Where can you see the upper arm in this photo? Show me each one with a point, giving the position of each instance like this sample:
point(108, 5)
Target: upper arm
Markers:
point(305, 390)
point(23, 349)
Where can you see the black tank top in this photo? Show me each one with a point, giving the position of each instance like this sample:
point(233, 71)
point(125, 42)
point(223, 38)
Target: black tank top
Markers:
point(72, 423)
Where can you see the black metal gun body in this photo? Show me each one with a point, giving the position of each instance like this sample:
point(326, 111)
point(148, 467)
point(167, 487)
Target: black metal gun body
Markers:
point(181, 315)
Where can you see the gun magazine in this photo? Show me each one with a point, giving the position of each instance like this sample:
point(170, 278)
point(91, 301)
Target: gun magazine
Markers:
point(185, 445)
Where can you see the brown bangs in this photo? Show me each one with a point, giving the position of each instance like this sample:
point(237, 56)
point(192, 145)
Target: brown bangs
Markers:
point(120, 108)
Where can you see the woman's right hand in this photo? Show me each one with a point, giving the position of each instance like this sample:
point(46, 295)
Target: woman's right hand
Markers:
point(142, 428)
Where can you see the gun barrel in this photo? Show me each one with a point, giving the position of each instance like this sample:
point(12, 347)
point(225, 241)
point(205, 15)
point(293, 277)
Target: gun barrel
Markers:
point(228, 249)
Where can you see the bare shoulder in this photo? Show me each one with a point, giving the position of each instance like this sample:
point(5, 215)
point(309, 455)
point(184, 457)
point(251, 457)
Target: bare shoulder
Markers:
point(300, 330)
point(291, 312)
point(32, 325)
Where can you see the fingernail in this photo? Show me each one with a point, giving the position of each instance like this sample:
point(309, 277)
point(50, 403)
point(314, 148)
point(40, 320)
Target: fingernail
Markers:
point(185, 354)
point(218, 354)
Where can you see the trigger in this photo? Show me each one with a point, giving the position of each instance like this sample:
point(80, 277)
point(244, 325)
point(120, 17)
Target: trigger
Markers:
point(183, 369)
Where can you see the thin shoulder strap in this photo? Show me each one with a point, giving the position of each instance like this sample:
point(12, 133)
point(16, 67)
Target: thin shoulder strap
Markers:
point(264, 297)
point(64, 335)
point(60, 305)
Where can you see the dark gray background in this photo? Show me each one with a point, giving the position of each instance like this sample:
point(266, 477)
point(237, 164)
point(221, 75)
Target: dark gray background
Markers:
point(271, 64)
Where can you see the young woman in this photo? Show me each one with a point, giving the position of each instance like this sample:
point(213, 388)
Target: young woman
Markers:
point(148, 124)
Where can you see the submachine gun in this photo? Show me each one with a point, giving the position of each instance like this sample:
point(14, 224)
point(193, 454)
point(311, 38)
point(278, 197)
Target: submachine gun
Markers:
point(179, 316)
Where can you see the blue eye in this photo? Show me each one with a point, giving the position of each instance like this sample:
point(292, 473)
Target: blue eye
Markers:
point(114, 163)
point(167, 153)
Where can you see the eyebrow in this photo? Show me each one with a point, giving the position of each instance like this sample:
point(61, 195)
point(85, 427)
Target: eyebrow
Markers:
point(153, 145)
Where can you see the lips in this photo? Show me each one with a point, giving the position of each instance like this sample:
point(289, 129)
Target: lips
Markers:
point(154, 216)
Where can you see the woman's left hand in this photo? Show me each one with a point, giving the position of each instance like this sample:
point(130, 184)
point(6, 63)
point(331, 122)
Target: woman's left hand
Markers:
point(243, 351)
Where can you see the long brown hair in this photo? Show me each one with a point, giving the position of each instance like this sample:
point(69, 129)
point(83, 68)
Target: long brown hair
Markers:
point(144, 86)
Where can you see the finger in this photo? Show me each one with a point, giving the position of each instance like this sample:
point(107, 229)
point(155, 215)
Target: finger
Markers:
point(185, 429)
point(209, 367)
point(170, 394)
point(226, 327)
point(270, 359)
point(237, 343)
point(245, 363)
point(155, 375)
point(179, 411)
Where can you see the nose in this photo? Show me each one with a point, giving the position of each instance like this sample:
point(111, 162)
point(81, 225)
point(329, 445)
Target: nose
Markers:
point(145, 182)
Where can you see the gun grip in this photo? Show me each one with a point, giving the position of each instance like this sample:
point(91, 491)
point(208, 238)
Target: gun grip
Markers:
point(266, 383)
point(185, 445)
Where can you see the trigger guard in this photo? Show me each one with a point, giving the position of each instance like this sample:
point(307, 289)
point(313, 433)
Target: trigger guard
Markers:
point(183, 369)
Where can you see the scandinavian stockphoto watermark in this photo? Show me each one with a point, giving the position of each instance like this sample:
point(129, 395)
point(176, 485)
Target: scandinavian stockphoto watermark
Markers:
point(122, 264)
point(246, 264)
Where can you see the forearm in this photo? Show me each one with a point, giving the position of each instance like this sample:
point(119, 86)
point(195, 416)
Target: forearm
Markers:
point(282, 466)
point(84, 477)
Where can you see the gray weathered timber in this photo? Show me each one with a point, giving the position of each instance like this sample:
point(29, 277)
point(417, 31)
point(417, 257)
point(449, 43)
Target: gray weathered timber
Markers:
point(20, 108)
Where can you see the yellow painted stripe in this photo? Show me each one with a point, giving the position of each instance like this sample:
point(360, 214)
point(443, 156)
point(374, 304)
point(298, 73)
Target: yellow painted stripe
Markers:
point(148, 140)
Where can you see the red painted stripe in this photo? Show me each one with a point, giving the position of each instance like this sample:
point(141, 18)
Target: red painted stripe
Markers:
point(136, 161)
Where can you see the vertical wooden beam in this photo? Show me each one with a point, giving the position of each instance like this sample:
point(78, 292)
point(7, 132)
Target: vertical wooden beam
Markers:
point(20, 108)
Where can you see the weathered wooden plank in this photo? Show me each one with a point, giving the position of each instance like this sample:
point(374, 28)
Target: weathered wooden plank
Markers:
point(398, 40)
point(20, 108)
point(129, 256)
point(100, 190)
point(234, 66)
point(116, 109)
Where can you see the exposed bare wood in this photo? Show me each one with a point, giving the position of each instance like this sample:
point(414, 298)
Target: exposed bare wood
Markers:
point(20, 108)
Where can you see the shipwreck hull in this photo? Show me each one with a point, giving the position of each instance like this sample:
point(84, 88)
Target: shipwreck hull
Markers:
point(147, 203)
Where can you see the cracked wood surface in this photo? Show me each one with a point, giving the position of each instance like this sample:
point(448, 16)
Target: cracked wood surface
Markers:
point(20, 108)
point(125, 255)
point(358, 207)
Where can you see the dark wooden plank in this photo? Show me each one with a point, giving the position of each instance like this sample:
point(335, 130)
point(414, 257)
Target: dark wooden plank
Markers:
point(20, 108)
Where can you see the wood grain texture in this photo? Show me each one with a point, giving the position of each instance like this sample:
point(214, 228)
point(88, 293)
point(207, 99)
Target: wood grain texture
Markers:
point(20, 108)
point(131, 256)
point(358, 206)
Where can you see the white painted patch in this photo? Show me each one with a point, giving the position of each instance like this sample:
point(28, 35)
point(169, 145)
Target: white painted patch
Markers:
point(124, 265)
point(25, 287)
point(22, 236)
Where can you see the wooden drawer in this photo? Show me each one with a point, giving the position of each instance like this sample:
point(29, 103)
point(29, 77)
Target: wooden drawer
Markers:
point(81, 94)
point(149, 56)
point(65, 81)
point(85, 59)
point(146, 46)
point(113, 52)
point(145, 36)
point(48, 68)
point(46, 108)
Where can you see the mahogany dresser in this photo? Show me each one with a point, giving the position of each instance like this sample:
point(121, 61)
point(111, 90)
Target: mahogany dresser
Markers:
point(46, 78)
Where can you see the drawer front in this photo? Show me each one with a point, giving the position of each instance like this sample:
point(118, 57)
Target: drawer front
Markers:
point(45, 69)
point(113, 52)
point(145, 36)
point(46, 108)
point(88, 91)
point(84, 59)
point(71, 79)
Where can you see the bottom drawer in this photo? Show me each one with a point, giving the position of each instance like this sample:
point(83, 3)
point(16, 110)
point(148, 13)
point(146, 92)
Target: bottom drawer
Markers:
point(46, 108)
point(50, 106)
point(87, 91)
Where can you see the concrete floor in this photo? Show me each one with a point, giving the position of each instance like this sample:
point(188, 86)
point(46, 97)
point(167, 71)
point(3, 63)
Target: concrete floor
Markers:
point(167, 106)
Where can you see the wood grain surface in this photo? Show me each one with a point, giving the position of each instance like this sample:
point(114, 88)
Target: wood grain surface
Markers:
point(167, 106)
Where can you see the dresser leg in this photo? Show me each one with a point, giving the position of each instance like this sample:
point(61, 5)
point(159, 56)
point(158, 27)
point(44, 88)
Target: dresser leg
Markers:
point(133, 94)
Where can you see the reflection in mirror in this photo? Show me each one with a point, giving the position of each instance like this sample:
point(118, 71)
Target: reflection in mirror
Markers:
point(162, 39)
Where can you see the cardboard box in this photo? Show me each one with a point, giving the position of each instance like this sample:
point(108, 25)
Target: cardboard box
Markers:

========================

[TASK DESCRIPTION]: Repeat every line of the records from the line containing "Where can you see the wood grain surface" up to and including the final line, requests included, but shift each marker's point coordinates by adding 86 to both numbers.

[THE RESPONSE]:
Where can you see the wood grain surface in this photo? Show me each one with a point, giving the position of each instance like this sample:
point(114, 88)
Target: wood grain surface
Markers:
point(253, 192)
Where can you see the dresser leg in this photo? Show me each one with a point, giving the position of each instance like this sample:
point(61, 5)
point(159, 56)
point(158, 27)
point(44, 88)
Target: dresser leg
Markers:
point(219, 180)
Where can you see the reflection in mirror in this photo? Show me each one with a point, giving the position of each instance like this sample:
point(118, 71)
Target: reflection in mirror
Markers:
point(248, 125)
Where can you see the cardboard box in this photo? Show me each one with a point, giving the position of each instance like this sample:
point(108, 25)
Target: cardboard box
Markers:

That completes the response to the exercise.